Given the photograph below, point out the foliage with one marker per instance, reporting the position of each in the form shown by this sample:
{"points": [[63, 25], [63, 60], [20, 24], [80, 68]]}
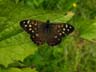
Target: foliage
{"points": [[76, 53]]}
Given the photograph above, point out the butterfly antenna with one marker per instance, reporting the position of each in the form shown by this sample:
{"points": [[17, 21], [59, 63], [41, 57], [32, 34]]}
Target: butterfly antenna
{"points": [[48, 21]]}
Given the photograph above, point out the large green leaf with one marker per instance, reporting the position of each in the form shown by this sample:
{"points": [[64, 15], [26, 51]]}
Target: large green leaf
{"points": [[15, 44]]}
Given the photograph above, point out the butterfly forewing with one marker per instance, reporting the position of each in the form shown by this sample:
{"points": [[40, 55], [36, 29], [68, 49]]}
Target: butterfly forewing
{"points": [[58, 31], [33, 27]]}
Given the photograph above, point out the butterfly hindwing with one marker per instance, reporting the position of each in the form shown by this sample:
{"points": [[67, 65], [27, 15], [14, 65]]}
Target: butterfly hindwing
{"points": [[58, 31], [33, 27]]}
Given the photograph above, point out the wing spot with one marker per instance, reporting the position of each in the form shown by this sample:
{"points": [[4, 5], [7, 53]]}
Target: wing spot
{"points": [[35, 28], [58, 39], [32, 22], [60, 34], [63, 32], [58, 26], [25, 25], [64, 29], [33, 36], [30, 25], [61, 25], [28, 21], [37, 34], [35, 24], [66, 26], [58, 31], [68, 30], [70, 27], [24, 22], [55, 36], [30, 29]]}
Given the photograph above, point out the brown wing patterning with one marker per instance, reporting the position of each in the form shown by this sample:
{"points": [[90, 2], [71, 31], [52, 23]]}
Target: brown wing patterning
{"points": [[41, 32]]}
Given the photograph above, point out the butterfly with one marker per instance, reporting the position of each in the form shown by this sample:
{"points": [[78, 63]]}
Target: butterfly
{"points": [[41, 32]]}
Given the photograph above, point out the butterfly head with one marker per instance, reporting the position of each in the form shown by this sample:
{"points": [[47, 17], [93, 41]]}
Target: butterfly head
{"points": [[24, 23]]}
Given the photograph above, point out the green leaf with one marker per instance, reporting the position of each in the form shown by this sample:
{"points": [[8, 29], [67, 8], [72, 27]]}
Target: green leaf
{"points": [[18, 70], [90, 32]]}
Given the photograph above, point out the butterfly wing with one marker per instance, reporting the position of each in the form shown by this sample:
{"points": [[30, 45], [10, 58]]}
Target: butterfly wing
{"points": [[57, 32], [34, 28]]}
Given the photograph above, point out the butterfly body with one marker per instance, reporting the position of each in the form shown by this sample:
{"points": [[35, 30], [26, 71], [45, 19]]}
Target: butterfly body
{"points": [[41, 32]]}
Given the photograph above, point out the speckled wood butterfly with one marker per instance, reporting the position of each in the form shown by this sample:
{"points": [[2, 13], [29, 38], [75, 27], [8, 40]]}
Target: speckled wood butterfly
{"points": [[41, 32]]}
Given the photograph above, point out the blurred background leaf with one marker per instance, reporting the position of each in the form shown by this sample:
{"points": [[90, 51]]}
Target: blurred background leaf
{"points": [[76, 53]]}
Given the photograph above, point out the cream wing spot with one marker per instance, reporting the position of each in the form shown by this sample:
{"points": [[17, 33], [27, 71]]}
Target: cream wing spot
{"points": [[28, 21], [25, 25], [60, 34], [30, 25], [64, 29], [58, 26], [37, 34], [68, 30], [55, 36], [24, 22], [70, 27], [63, 32], [66, 26], [30, 29]]}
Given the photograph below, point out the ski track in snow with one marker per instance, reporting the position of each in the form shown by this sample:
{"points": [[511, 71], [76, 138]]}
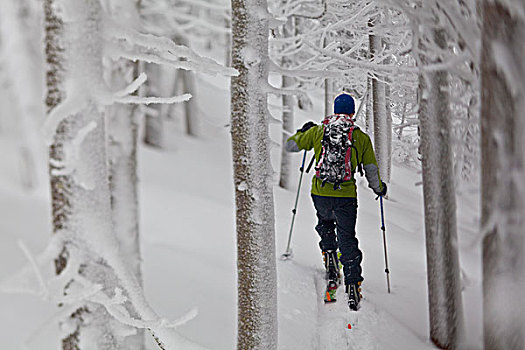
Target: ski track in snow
{"points": [[371, 328]]}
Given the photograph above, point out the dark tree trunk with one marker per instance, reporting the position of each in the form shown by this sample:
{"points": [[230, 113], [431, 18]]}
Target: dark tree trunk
{"points": [[503, 173], [257, 299]]}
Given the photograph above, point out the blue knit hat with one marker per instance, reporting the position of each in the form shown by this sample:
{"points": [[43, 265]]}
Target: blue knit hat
{"points": [[344, 104]]}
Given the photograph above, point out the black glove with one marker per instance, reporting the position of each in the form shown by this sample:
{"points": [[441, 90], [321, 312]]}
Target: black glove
{"points": [[383, 192], [306, 126]]}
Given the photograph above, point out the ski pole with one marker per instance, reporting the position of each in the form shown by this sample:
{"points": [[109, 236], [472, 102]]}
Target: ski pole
{"points": [[387, 271], [288, 253]]}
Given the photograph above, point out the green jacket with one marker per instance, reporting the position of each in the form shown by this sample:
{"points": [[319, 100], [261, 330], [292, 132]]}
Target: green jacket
{"points": [[365, 152]]}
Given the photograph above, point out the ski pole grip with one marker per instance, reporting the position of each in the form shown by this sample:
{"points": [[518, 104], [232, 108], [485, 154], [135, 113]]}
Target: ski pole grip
{"points": [[311, 164]]}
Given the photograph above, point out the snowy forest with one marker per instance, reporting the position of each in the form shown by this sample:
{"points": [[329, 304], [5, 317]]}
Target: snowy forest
{"points": [[147, 197]]}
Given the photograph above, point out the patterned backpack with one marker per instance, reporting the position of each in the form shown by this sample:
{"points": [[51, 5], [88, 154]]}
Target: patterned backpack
{"points": [[335, 164]]}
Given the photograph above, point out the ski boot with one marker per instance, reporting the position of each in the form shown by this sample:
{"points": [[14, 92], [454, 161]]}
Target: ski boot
{"points": [[332, 267], [353, 290], [331, 290], [332, 276]]}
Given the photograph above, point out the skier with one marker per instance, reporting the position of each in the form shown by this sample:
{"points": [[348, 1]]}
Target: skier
{"points": [[340, 148]]}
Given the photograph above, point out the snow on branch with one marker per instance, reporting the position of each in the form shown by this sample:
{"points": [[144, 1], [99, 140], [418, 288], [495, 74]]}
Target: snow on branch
{"points": [[82, 291], [134, 86], [133, 45], [153, 100], [396, 69]]}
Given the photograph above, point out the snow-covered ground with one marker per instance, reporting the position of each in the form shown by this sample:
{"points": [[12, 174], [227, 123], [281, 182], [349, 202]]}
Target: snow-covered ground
{"points": [[188, 245]]}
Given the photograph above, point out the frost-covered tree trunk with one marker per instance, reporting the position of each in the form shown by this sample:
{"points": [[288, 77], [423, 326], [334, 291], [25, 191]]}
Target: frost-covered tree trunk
{"points": [[288, 113], [123, 125], [185, 80], [388, 130], [328, 96], [190, 107], [78, 166], [369, 108], [503, 174], [153, 121], [443, 274], [257, 296], [380, 115]]}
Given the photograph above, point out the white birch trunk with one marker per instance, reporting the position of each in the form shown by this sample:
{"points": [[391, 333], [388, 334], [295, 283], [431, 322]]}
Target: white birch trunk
{"points": [[380, 115], [503, 174], [257, 297], [22, 70], [122, 127], [443, 273], [81, 200], [288, 115], [186, 81], [388, 129]]}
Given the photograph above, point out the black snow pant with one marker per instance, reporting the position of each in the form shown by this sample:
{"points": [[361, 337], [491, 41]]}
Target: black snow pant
{"points": [[337, 215]]}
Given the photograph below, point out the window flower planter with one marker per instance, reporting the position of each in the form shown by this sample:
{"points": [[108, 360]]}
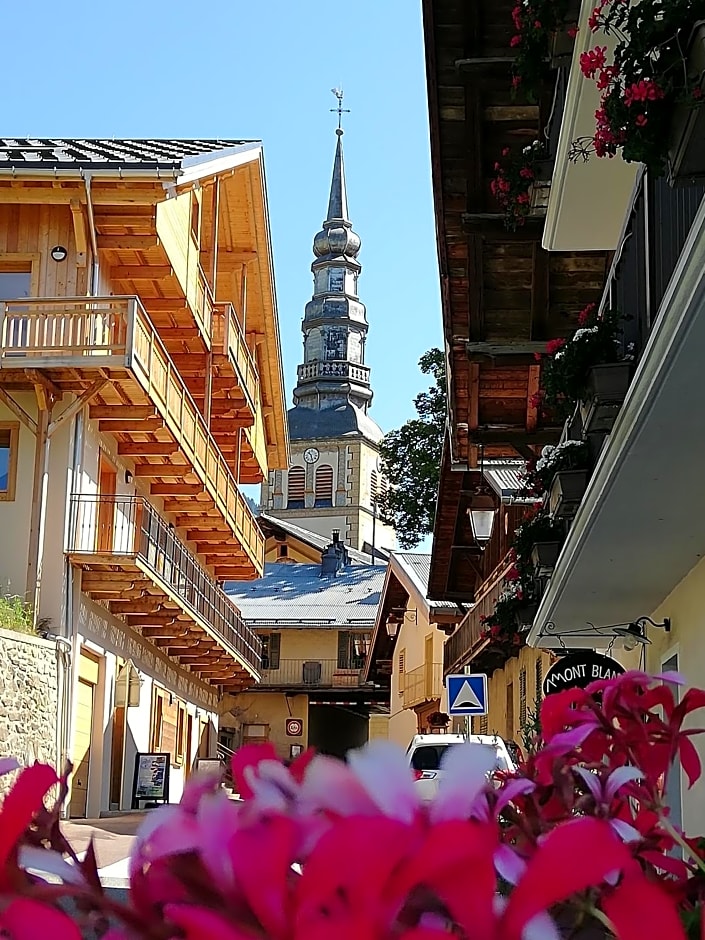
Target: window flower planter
{"points": [[608, 388], [566, 493], [686, 152], [544, 556]]}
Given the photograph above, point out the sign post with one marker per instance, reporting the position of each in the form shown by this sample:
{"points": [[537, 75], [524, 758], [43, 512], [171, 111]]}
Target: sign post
{"points": [[467, 694]]}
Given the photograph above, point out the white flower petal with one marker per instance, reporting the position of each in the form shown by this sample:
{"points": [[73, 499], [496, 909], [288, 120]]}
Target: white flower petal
{"points": [[465, 770], [383, 770]]}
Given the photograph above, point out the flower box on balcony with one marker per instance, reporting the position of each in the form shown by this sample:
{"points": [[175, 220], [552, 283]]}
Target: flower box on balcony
{"points": [[544, 556], [566, 493], [686, 152], [609, 383]]}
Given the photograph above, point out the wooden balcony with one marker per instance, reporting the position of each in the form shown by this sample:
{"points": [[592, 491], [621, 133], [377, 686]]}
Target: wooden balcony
{"points": [[467, 641], [423, 684], [313, 673], [133, 562], [107, 349]]}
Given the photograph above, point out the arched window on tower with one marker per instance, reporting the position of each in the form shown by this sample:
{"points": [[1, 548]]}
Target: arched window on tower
{"points": [[324, 486], [297, 485]]}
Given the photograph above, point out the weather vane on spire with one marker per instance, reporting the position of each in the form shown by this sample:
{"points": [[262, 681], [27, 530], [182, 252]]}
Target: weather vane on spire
{"points": [[338, 92]]}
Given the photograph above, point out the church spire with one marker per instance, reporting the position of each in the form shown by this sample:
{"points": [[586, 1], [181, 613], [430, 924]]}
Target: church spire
{"points": [[333, 373]]}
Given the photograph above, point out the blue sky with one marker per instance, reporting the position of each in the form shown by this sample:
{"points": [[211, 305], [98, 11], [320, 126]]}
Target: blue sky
{"points": [[265, 70]]}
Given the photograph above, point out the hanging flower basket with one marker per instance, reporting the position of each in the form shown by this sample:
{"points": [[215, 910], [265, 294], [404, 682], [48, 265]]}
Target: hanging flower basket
{"points": [[607, 388], [566, 493]]}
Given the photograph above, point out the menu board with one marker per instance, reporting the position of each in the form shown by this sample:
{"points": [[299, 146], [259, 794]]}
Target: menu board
{"points": [[151, 779]]}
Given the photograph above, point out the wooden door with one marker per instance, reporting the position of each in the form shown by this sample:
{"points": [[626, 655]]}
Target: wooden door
{"points": [[87, 681], [107, 486]]}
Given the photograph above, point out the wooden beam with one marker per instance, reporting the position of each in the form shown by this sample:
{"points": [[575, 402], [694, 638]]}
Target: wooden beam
{"points": [[79, 232], [76, 405], [141, 272], [145, 425], [18, 411], [147, 448], [532, 411], [129, 242], [122, 412]]}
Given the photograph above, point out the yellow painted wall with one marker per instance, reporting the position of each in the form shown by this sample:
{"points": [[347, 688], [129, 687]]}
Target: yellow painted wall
{"points": [[685, 606]]}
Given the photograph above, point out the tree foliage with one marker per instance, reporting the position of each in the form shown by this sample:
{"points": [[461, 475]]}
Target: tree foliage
{"points": [[411, 459]]}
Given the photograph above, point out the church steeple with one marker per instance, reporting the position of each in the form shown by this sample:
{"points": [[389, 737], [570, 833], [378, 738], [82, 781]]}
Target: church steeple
{"points": [[333, 372]]}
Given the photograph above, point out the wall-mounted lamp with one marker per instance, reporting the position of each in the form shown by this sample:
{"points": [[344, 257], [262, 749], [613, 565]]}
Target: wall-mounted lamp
{"points": [[635, 632], [397, 616]]}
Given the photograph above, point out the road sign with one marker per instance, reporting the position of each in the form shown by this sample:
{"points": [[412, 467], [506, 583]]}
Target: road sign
{"points": [[467, 694]]}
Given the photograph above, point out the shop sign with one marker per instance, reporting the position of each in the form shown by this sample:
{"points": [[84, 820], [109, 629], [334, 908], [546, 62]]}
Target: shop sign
{"points": [[577, 670]]}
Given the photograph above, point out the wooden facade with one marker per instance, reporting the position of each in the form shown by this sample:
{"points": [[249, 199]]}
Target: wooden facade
{"points": [[159, 324], [503, 295]]}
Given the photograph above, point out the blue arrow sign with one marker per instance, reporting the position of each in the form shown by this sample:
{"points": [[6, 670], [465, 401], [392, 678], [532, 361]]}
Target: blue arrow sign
{"points": [[467, 694]]}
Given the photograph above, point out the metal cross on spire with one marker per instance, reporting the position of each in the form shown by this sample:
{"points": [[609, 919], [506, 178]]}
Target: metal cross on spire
{"points": [[338, 92]]}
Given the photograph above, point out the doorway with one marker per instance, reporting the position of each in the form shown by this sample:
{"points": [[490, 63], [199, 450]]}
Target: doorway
{"points": [[107, 487]]}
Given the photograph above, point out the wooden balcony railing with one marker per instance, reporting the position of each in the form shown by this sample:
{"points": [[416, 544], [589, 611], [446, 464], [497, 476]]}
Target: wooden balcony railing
{"points": [[457, 649], [423, 684], [229, 339], [319, 673], [115, 333], [115, 527]]}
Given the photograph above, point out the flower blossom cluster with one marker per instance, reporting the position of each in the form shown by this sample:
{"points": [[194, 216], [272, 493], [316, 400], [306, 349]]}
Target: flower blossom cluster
{"points": [[323, 848]]}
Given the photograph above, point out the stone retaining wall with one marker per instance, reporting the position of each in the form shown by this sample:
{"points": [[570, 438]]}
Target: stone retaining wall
{"points": [[28, 699]]}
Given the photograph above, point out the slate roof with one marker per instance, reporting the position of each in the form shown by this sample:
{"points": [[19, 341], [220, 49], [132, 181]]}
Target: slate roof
{"points": [[293, 595], [418, 568], [307, 424], [25, 153], [312, 538]]}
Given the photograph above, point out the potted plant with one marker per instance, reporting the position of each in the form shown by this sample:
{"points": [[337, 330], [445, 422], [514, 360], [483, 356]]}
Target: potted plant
{"points": [[589, 367], [542, 29], [652, 89], [517, 185]]}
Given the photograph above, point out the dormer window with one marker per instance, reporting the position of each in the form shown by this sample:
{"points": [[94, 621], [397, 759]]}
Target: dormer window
{"points": [[336, 279]]}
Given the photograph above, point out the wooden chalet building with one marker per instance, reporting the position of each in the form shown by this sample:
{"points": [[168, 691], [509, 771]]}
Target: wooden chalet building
{"points": [[140, 385], [503, 297]]}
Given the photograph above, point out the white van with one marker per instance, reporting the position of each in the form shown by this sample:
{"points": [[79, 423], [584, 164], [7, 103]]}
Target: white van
{"points": [[426, 751]]}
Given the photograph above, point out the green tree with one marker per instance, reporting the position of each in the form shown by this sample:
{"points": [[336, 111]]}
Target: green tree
{"points": [[411, 459]]}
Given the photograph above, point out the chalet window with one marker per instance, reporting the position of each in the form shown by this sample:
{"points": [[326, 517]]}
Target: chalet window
{"points": [[271, 645], [9, 442], [352, 649], [297, 486], [522, 699], [324, 486], [539, 680], [336, 279]]}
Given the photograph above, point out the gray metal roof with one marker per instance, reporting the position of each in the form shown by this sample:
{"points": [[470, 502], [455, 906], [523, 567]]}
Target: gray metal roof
{"points": [[59, 153], [312, 538], [295, 596], [418, 568]]}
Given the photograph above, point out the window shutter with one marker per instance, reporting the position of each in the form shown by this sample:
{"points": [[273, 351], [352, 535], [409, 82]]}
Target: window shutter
{"points": [[343, 649], [297, 485], [324, 485], [274, 648]]}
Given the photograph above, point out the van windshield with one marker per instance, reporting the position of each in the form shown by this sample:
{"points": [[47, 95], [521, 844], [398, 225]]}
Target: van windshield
{"points": [[429, 756]]}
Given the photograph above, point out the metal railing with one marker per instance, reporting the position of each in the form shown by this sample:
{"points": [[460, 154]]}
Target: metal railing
{"points": [[327, 673], [115, 332], [422, 684], [457, 648], [129, 526], [229, 337], [336, 367]]}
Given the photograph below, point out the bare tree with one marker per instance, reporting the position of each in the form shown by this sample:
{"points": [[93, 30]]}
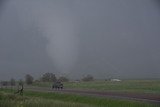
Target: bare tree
{"points": [[48, 77]]}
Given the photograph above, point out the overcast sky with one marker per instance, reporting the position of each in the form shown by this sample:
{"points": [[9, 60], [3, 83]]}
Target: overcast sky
{"points": [[105, 38]]}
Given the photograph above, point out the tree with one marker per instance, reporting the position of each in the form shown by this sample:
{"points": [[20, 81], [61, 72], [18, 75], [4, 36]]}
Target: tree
{"points": [[49, 77], [63, 79], [12, 82], [20, 82], [88, 78], [28, 79]]}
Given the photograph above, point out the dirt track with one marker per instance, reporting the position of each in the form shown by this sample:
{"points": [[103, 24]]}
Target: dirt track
{"points": [[146, 97]]}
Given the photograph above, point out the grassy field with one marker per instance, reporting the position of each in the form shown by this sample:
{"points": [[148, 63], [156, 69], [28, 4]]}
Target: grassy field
{"points": [[142, 86], [44, 99]]}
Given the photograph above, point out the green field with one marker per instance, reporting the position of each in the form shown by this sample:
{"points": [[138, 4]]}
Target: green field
{"points": [[142, 86], [44, 99]]}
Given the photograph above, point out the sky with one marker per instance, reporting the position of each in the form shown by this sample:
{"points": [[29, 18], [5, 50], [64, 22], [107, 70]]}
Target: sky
{"points": [[104, 38]]}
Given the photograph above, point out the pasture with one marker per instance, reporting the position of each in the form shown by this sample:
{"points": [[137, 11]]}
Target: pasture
{"points": [[58, 99], [142, 86]]}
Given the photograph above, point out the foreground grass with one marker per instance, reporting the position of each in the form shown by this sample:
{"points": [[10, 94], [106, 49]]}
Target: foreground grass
{"points": [[11, 100], [44, 99], [145, 86]]}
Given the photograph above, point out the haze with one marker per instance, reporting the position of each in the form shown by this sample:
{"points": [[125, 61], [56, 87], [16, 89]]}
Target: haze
{"points": [[104, 38]]}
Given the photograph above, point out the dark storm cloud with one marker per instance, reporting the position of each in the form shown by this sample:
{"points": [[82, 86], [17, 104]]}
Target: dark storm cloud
{"points": [[106, 38]]}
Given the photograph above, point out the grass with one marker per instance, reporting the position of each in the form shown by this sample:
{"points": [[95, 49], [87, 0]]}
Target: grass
{"points": [[44, 99], [145, 86]]}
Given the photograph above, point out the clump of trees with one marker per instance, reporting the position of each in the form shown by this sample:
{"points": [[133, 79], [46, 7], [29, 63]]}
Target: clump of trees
{"points": [[48, 77], [28, 79], [88, 78], [12, 82]]}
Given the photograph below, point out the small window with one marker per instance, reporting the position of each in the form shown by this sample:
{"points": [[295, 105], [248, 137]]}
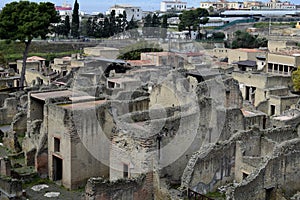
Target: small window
{"points": [[125, 171], [56, 145]]}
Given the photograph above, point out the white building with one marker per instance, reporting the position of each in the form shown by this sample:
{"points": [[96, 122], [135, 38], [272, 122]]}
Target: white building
{"points": [[172, 5], [134, 12], [64, 10]]}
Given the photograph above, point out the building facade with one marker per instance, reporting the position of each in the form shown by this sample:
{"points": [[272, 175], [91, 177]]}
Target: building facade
{"points": [[132, 12], [175, 5]]}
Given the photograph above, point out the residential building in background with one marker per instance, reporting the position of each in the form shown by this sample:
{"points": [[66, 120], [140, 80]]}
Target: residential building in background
{"points": [[175, 5], [132, 12], [64, 10]]}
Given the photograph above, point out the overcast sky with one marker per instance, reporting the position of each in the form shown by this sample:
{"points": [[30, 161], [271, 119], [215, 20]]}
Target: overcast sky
{"points": [[102, 5]]}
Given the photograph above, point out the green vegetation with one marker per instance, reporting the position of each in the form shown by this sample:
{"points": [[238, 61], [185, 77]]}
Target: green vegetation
{"points": [[75, 20], [190, 20], [14, 50], [133, 52], [243, 39], [2, 59], [267, 24], [25, 21], [296, 79]]}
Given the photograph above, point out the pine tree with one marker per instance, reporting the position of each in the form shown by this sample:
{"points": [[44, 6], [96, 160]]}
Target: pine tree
{"points": [[67, 26], [75, 21], [164, 26]]}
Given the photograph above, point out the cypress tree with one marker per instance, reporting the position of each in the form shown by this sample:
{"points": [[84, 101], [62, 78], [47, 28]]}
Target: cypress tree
{"points": [[75, 21], [67, 26]]}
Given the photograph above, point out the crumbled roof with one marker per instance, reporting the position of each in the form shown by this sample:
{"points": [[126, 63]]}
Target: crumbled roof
{"points": [[35, 58], [53, 94], [139, 62], [122, 80], [248, 63], [250, 50], [82, 105]]}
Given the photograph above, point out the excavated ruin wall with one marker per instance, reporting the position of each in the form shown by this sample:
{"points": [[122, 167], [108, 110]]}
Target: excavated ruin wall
{"points": [[278, 174], [215, 165], [9, 110], [135, 189]]}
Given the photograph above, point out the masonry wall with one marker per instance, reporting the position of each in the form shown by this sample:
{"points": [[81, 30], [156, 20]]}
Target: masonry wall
{"points": [[213, 168], [79, 163], [8, 111], [134, 189], [280, 174]]}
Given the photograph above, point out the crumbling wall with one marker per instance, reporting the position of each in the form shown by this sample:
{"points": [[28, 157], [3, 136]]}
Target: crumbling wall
{"points": [[3, 96], [9, 110], [135, 189], [277, 174], [210, 167], [81, 147], [281, 134], [10, 188], [19, 123]]}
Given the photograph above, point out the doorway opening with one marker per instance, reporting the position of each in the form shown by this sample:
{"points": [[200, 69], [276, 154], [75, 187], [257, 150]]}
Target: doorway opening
{"points": [[57, 168]]}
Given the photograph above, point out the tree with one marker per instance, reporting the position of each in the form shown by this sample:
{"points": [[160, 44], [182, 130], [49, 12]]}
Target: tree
{"points": [[147, 25], [67, 26], [75, 21], [24, 21], [2, 60], [164, 26], [191, 19]]}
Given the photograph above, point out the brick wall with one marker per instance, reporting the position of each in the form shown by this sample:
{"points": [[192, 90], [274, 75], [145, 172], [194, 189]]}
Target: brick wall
{"points": [[136, 189]]}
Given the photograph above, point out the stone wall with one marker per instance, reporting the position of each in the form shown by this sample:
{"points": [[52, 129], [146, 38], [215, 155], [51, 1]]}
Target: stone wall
{"points": [[221, 163], [10, 188], [277, 174], [3, 96], [80, 145], [134, 189], [9, 110]]}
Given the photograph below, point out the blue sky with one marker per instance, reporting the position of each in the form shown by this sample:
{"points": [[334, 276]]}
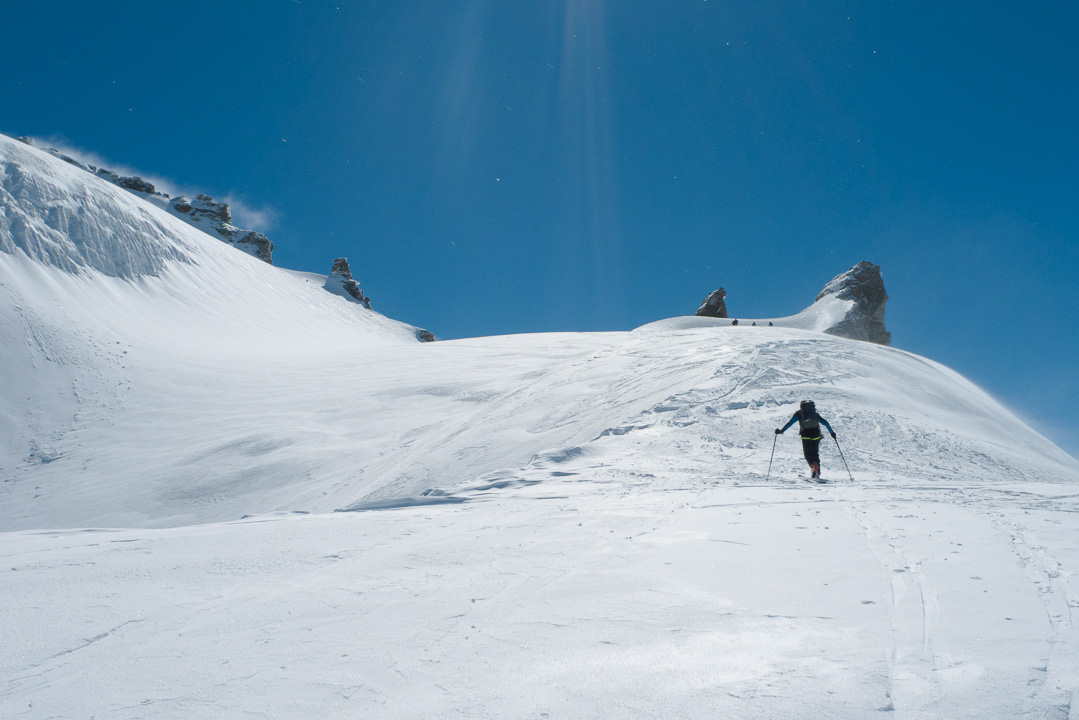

▬▬▬

[EXERCISE OBJECTIVE]: Which lines in the items above contain the string "background"? Copy out each of those lines in full, and count a line only if its capitalization matches.

[WORKED ANSWER]:
Given the photograph above, point out the blurred background leaf with one marker per instance, reporting the position of each in the form shown by this sample:
Target: blurred background leaf
Given the photograph above, point out the residential building in background with one marker per instance, reporting the position of each in the form shown by this sample:
Target: residential building in background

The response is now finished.